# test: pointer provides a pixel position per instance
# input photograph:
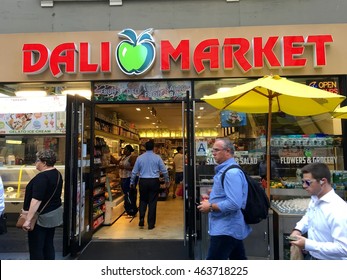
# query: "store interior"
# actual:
(120, 123)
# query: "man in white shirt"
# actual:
(325, 221)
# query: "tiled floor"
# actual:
(169, 225)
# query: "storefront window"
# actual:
(295, 142)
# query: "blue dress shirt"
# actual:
(229, 199)
(149, 165)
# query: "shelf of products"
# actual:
(118, 129)
(99, 199)
(114, 197)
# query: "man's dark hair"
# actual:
(318, 170)
(149, 145)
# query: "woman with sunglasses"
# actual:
(325, 221)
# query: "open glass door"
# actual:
(190, 171)
(77, 211)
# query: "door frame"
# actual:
(76, 170)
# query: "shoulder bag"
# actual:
(23, 215)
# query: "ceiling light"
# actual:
(30, 93)
(82, 92)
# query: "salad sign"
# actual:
(139, 91)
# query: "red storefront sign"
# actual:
(246, 54)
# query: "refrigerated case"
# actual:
(66, 128)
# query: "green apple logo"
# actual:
(135, 55)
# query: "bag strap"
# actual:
(52, 194)
(227, 169)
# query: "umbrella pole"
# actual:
(268, 150)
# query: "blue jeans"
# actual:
(224, 247)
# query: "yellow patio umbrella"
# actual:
(275, 94)
(340, 113)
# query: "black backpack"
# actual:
(257, 205)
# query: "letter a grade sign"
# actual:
(201, 148)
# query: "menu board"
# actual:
(141, 91)
(33, 123)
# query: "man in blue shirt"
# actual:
(227, 227)
(149, 166)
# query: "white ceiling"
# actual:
(168, 115)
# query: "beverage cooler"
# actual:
(65, 127)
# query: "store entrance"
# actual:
(134, 124)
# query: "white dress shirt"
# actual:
(326, 225)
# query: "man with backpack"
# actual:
(227, 227)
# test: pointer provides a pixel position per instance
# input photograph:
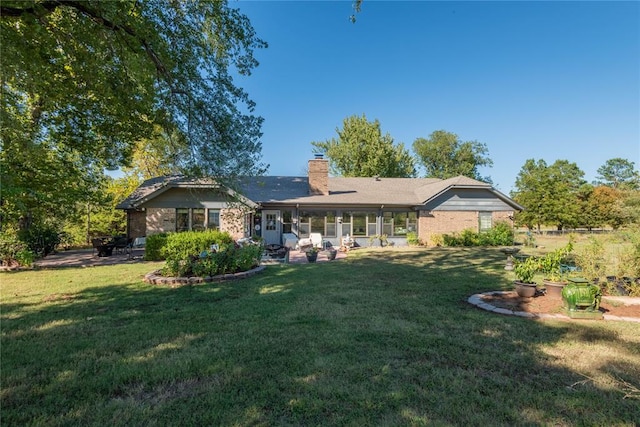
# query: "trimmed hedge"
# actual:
(172, 246)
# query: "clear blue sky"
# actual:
(542, 80)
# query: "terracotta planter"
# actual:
(554, 289)
(526, 290)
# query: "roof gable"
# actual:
(413, 192)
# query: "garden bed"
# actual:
(156, 278)
(546, 304)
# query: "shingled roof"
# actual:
(342, 191)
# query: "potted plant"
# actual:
(550, 266)
(331, 253)
(525, 270)
(312, 254)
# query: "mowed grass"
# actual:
(384, 337)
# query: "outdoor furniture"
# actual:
(139, 242)
(103, 246)
(290, 240)
(122, 244)
(347, 243)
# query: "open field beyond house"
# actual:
(384, 337)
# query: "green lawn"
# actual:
(384, 337)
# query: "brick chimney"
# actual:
(319, 176)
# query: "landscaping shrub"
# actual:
(153, 247)
(12, 250)
(413, 239)
(41, 239)
(229, 258)
(190, 243)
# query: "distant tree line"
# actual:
(553, 195)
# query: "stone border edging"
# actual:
(477, 300)
(155, 278)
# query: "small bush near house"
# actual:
(413, 239)
(153, 247)
(13, 251)
(190, 243)
(41, 239)
(229, 258)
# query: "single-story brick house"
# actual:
(272, 206)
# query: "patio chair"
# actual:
(121, 244)
(316, 240)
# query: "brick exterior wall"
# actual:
(435, 223)
(318, 177)
(160, 220)
(137, 224)
(232, 221)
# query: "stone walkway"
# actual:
(87, 258)
(480, 303)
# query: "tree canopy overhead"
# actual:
(444, 155)
(82, 81)
(362, 150)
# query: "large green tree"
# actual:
(83, 81)
(362, 150)
(619, 173)
(549, 193)
(444, 155)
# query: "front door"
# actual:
(271, 227)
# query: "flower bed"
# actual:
(156, 278)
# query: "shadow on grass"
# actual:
(384, 338)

....

Written request: From the lines above, select and copy each line that contains the string "open".

Answer for this exercise:
# query: "open glass door"
# query: "open field beyond house"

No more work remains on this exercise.